* [TRY IT] Please set down every entry below exactly as given.

START DATA

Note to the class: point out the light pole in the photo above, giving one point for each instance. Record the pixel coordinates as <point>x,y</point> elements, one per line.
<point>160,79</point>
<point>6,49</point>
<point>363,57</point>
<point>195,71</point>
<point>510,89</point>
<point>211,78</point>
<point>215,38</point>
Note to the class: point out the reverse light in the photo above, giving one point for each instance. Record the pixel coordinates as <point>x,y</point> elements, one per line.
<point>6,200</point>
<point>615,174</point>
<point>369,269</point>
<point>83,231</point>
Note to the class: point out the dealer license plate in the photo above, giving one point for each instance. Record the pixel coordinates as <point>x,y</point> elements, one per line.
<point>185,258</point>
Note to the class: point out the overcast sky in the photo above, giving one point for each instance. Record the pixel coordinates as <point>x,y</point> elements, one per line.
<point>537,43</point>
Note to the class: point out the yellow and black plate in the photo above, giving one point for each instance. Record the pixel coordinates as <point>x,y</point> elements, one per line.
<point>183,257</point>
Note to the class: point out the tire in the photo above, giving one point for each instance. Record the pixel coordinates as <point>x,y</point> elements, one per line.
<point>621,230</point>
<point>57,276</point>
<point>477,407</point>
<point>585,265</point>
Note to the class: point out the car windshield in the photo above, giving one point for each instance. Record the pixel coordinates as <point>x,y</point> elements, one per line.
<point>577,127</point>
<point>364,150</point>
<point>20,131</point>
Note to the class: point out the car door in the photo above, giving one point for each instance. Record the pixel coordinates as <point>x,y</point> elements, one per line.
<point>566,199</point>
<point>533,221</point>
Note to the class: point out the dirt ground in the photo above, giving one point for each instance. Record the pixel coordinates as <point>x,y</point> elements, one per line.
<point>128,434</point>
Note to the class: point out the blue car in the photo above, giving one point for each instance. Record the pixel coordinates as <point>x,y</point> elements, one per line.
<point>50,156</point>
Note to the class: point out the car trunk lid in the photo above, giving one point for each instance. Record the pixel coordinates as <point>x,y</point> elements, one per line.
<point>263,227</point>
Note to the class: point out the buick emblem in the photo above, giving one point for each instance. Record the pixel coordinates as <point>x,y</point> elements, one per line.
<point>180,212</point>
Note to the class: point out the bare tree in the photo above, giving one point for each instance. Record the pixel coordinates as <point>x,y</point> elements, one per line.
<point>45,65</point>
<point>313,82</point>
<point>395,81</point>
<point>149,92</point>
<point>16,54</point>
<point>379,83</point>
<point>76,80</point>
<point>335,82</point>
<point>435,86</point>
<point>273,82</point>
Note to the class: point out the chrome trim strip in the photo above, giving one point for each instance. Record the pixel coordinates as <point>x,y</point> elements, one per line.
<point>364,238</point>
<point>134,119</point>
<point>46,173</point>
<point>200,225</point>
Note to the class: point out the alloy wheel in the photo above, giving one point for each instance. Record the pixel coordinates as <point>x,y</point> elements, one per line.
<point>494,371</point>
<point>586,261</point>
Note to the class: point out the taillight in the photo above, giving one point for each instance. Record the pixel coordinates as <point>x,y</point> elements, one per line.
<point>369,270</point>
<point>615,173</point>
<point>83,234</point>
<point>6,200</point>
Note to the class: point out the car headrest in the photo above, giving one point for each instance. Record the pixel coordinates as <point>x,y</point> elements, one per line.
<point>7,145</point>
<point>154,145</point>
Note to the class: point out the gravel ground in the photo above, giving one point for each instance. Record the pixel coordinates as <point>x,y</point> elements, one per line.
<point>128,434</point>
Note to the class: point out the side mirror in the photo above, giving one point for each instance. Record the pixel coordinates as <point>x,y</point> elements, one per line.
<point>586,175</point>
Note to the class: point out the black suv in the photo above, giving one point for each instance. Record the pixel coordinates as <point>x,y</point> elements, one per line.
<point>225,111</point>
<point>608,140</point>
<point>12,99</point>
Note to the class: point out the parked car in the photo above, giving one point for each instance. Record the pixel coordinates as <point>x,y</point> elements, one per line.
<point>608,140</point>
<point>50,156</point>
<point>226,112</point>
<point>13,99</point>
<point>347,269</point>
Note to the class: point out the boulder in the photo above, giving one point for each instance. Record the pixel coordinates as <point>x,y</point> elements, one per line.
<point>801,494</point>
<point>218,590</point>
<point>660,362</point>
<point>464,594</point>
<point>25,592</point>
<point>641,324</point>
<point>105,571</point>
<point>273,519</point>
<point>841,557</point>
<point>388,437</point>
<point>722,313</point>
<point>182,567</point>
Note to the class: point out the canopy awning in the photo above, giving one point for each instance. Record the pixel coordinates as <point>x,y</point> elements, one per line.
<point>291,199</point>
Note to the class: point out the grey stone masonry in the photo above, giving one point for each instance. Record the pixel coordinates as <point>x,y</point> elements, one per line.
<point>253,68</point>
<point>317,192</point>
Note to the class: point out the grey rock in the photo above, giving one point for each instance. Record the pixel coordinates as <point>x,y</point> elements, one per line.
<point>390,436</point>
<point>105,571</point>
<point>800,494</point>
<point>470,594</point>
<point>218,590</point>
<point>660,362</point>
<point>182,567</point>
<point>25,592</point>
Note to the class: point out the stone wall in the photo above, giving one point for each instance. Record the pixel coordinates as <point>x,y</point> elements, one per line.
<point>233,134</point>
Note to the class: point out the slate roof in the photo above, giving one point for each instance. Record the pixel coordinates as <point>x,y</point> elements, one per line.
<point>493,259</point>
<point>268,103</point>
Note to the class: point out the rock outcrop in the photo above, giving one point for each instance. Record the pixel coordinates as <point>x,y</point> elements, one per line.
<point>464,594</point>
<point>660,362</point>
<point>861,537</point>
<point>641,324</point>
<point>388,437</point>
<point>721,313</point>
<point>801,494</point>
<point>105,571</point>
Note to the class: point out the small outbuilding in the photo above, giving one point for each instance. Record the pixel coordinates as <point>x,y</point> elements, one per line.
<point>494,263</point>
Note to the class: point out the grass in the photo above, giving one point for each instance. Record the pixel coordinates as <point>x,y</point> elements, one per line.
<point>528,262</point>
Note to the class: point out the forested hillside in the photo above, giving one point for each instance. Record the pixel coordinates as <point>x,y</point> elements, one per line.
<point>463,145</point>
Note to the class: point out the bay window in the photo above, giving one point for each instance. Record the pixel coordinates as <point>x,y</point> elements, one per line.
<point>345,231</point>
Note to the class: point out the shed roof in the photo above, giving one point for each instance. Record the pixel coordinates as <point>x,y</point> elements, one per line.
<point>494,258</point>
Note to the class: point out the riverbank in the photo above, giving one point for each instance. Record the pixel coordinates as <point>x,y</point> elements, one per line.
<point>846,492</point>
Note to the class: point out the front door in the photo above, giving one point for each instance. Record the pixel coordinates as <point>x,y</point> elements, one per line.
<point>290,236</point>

END DATA

* [TASK OUTPUT]
Note to the class: point out the light pole in the photo above, giving one point for each instance. Record the pixel coordinates as <point>x,y</point> elements, one per line.
<point>160,79</point>
<point>6,49</point>
<point>363,57</point>
<point>195,71</point>
<point>510,89</point>
<point>211,78</point>
<point>215,38</point>
Note to the class: point out the reverse light in the photo above, giving one point for each instance. Record the pixel coordinates as <point>x,y</point> elements, one per line.
<point>6,200</point>
<point>615,174</point>
<point>369,269</point>
<point>83,231</point>
Note to the class: point out the dealer license plate in the photo above, giving one point for each instance. Record the pixel coordinates as <point>x,y</point> elements, one per line.
<point>185,258</point>
Note to the class: point out the overcast sky in the photo above, giving one point for each instance. Record the pixel coordinates as <point>x,y</point> elements, one per line.
<point>537,43</point>
Note to the class: point out the yellow and black plate in the photo above, giving one point for each instance. Record the pixel coordinates as <point>x,y</point> elements, one per line.
<point>183,257</point>
Note to the class: point out the tire in the photo above, giving one point for each instance. Record the pixel coordinates as <point>x,y</point> elements, one per line.
<point>621,230</point>
<point>57,276</point>
<point>477,407</point>
<point>585,265</point>
Note to the class: point out the car windshield in the photo above, giving one point for each instance. Record the pixel coordinates as <point>x,y</point> elements, one per line.
<point>577,127</point>
<point>364,150</point>
<point>20,131</point>
Note to the class: point out the car door in the photo above, giving one point for each instance. Record the pixel coordinates as <point>x,y</point> elements, one per line.
<point>566,199</point>
<point>533,221</point>
Note to the class: point out the dirt ground in the photo above, giving one point for each instance. Record the pixel coordinates as <point>x,y</point> elements, one per line.
<point>128,434</point>
Note to the class: point out the blue car in the photo above, giving one point for each instance. Record the pixel coordinates as <point>x,y</point> elements, one per line.
<point>50,156</point>
Note to the class: point out the car trunk lid in the photo above, giving one point for each instance. Record the pixel coordinates as <point>x,y</point> elements, one per line.
<point>263,227</point>
Note to the class: point out the buick emblem in the photo above, giving one point for each instance. Record the pixel coordinates as <point>x,y</point> elements, one per line.
<point>180,212</point>
Note to the class: point out the bare tree in the photo above, giving one point for each instance. Record the pixel coordinates as <point>x,y</point> elements, one per line.
<point>45,65</point>
<point>313,82</point>
<point>395,81</point>
<point>149,92</point>
<point>16,54</point>
<point>379,83</point>
<point>76,80</point>
<point>335,82</point>
<point>435,86</point>
<point>273,82</point>
Note to the class: point out the chrome trim strip in the photo above, giving one point for each instance. Record the pixel coordinates as <point>x,y</point> elements, one per line.
<point>364,238</point>
<point>134,119</point>
<point>46,173</point>
<point>200,225</point>
Note to the class: point out the alloy wheel in the photo above, giving one point for each instance. Record the pixel coordinates as <point>x,y</point> elements, one per line.
<point>494,371</point>
<point>586,261</point>
Note to the class: point out the taillight in the photo above, giving one point for each instance. Record the pixel coordinates as <point>x,y</point> elements, one per line.
<point>369,270</point>
<point>615,173</point>
<point>83,234</point>
<point>6,200</point>
Note to the class: point out the car headrest in the photo above, giving one point for each instance. Record the pixel coordinates as <point>x,y</point> elements, one per line.
<point>7,145</point>
<point>154,145</point>
Note to the class: point out the gravel ground in the photo above, giving one point for each instance. Record the pixel coordinates as <point>x,y</point> elements, one per line.
<point>128,434</point>
Note to the class: point out the side mirror in the photo above, giving one point for each instance. Record the pixel coordinates as <point>x,y</point> elements, one per line.
<point>586,175</point>
Note to the class: point out the black suv in the photo above, giving one point for each instance. Record the pixel coordinates as <point>x,y</point> elements, one per line.
<point>225,111</point>
<point>608,140</point>
<point>12,99</point>
Note to the class: point out the parked car in the photo above, giving one point for each instance. Record the pixel coordinates as <point>x,y</point> elements, one per line.
<point>608,140</point>
<point>50,156</point>
<point>226,112</point>
<point>13,99</point>
<point>347,269</point>
Note to the class: point out the boulder in the photo above, giving one point for each instance. Record the pixel coordinates as <point>x,y</point> elements, one per line.
<point>801,494</point>
<point>218,590</point>
<point>660,362</point>
<point>464,594</point>
<point>25,592</point>
<point>641,324</point>
<point>105,571</point>
<point>273,519</point>
<point>841,557</point>
<point>388,437</point>
<point>722,313</point>
<point>182,567</point>
Note to the class: point out the canopy awning in the photo above, giving one point for each instance. Record the pixel coordinates as <point>x,y</point> elements, one per line.
<point>291,199</point>
Note to the class: point out the grey stone masonry in the photo above, giving one point for each instance. Record the pixel coordinates as <point>x,y</point> elements, one per line.
<point>253,68</point>
<point>317,192</point>
Note to the class: point out the grey rock in the photo above, giving one point for each instance. Record the pixel coordinates as <point>x,y</point> elements, one per line.
<point>390,436</point>
<point>105,571</point>
<point>800,494</point>
<point>470,594</point>
<point>218,590</point>
<point>660,362</point>
<point>182,567</point>
<point>25,592</point>
Note to the class: point out the stone wall in the photo above, giving one point for each instance. Record the pixel coordinates as <point>x,y</point> elements, one per line.
<point>233,134</point>
Note to the class: point out the slate roof in the photo above, giving one point for each instance. Record the pixel coordinates as <point>x,y</point> elements, one per line.
<point>493,259</point>
<point>268,103</point>
Note to the class: point out the rock outcrop in the photo above, giving one point for each instance. Record the pixel coordinates as <point>x,y</point> elements, one per line.
<point>464,594</point>
<point>660,362</point>
<point>861,537</point>
<point>641,324</point>
<point>388,437</point>
<point>721,313</point>
<point>801,494</point>
<point>105,571</point>
Note to the class: point out the small outbuilding in the photo above, giving one point for each instance. Record the pixel coordinates as <point>x,y</point> elements, one per line.
<point>494,263</point>
Note to the class: point out the grass in the photo above, giving one point for each instance. Record the pixel coordinates as <point>x,y</point> elements, one per line.
<point>528,262</point>
Note to the class: point out the forested hillside in the photo above, giving one point for each instance. Record the pixel coordinates as <point>x,y</point> elements, one per line.
<point>463,145</point>
Note to the class: point out the bay window in the photo above, giving one point for each instance. Record the pixel coordinates as <point>x,y</point> elements, one per line.
<point>345,231</point>
Note to the class: point out the shed roof in the photo above, giving one point for each instance. Record the pixel coordinates as <point>x,y</point> elements, one per line.
<point>494,258</point>
Note to the class: point out the riverbank in the photo above, giving one point for each instance. Record the pixel coordinates as <point>x,y</point> elements, one per line.
<point>846,492</point>
Note to the class: point out the front door in the photo above, giving one point for each instance. Record the pixel coordinates as <point>x,y</point> elements, one per line.
<point>290,236</point>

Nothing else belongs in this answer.